## DATA TO USE
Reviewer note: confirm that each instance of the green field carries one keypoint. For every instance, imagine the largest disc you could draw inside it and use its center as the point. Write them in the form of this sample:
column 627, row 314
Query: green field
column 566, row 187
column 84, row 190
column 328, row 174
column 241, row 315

## TO BE DONE
Reproduce the data above in full, swapping every occurrence of "green field" for "grassy area" and leaving all other text unchanged.

## REPLY TO THE TASK
Reviewer note: confirm that each instance of the grassy area carries one keypoint. For every instance, imagine the largest disc you could draw inside it and use its center as the point. Write them in the form of this sample:
column 627, row 314
Query: grassy area
column 566, row 187
column 84, row 190
column 328, row 174
column 241, row 315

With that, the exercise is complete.